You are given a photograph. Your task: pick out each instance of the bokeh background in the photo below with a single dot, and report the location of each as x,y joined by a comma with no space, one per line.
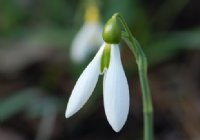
37,75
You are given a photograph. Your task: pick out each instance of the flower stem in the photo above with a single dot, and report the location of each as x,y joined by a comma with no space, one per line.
141,61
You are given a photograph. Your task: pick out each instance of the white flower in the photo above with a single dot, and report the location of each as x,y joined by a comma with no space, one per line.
115,88
86,41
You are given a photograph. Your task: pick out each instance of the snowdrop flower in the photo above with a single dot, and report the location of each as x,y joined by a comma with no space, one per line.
89,36
107,62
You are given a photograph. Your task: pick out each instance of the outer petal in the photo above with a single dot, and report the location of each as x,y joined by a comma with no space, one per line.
116,92
85,85
84,41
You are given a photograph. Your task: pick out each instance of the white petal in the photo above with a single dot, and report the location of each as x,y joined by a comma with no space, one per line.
116,92
84,41
85,85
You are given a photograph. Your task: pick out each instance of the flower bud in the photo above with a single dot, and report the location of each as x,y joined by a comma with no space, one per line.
105,59
112,31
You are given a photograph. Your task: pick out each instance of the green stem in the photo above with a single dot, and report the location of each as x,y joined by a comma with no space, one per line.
142,69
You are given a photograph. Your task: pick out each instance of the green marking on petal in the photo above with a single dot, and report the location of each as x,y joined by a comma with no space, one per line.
105,59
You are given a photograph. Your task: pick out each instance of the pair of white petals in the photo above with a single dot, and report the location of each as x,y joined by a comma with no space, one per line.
115,89
85,42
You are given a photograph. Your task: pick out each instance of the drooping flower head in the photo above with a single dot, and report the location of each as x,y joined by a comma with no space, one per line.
89,36
107,62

----

> [REQUIREMENT]
Rescale the material starting with the line containing "the white petal" and continuing through the final line of the material. Reproduce every line, requests included unchanged, and multiply each x,y point coordinate in the answers by 2.15, rounding to whole numbers with halves rounded up. Provide these lines alone.

> [ANSWER TO THE PROBLEM]
You are given a photograph. Your task: pick out each instance of the white petal in the photo above with a single dot, and report the location of each as x,y joined by a comma with no space, one per line.
249,198
181,88
183,183
You are given a photograph. Your task: pick out each instance of the flower bud in the photo above with a single dot, and report the location of each as x,y joined by a comma with no space, one per line.
226,127
241,67
You are given a photograph. Your task: pick out each instance of the green stem in the photo above with a single dot, and report the location of each as x,y joined by a comma with no space, one per line.
305,148
You are given a photograph. Your task: pick out each instance of the green marking on petal in the photo above with a single dot, and report the location of each as x,y joined by a comma with no space, one per line.
226,127
You are given a photograph. Your task: pick out each instance of the pair of white petals in the photo above with a single dot, and report the location of each as x,y joined by a comma with no space, one per line.
247,191
183,90
You are given a photograph. Your task: pick out each instance of the drooping flower head in the photo above with a single dot, and report the location of each as x,y joined by a comma with no space, one per line.
191,77
230,133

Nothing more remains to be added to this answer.